With the pictures removed, set down all of the entries below exactly.

::: DATASET ENTRIES :::

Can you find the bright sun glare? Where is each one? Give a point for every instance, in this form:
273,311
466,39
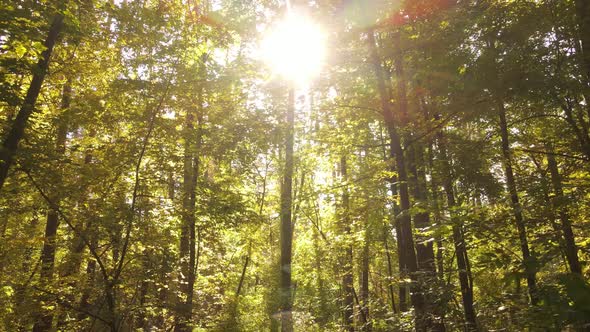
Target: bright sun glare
294,48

:::

SOLUTION TO THE EXERCISE:
Can you find the bright sun glare? Where is each one? Give a point for every instance, in this form:
273,311
466,39
Target: bright sun glare
294,48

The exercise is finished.